* [Consigne écrite]
Recopiez mot pour mot le passage de l'extrait sur SIDBEC qui va de « Or, j'ai eu » jusqu'à « par l'Assemblée nationale. » inclus.

* [Extrait source]
Or, j'ai eu la surprise, cet été, de lire dans les journaux, notamment dans la presse du 18 juillet 1978: Une étude suggère à SIDBEC d'investir encore $500 000 000 en quinze ans pour atteindre le seuil de la rentabilité.

Je ne veux pas discuter du bien-fondé ou du non-fondé de cette situation et de cette déclaration ainsi que de ce rapport. Mais ça nous démontre clairement l'opportunité et l'à-propos de la présente commission parlementaire et la justesse des propos qui ont été tenus par le proposeur de la motion acceptée par l'Assemblée nationale.

Annotations de détection:
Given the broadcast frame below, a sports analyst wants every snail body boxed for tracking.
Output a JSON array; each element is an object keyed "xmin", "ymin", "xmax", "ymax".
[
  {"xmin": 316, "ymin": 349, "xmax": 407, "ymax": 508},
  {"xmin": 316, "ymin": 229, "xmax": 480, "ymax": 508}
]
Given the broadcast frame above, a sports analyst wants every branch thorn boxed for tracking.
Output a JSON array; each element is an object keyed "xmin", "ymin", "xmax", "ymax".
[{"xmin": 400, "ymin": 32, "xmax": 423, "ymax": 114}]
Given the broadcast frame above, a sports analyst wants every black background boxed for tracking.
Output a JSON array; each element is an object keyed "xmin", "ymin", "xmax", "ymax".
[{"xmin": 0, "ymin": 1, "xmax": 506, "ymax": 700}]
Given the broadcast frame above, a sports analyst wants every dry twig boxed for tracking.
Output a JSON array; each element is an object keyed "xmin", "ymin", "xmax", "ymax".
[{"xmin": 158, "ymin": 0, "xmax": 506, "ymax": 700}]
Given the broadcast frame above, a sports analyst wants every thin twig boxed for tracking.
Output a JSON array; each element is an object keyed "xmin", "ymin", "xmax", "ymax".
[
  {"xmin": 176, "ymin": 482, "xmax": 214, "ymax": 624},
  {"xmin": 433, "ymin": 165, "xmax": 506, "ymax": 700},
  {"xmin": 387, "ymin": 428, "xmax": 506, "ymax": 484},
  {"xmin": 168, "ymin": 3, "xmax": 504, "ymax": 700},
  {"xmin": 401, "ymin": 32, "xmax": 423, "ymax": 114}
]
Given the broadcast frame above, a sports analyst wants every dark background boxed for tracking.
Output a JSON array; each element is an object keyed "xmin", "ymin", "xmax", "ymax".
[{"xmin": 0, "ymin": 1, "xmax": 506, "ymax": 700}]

* [Résultat de l'exercice]
Or, j'ai eu la surprise, cet été, de lire dans les journaux, notamment dans la presse du 18 juillet 1978: Une étude suggère à SIDBEC d'investir encore $500 000 000 en quinze ans pour atteindre le seuil de la rentabilité.

Je ne veux pas discuter du bien-fondé ou du non-fondé de cette situation et de cette déclaration ainsi que de ce rapport. Mais ça nous démontre clairement l'opportunité et l'à-propos de la présente commission parlementaire et la justesse des propos qui ont été tenus par le proposeur de la motion acceptée par l'Assemblée nationale.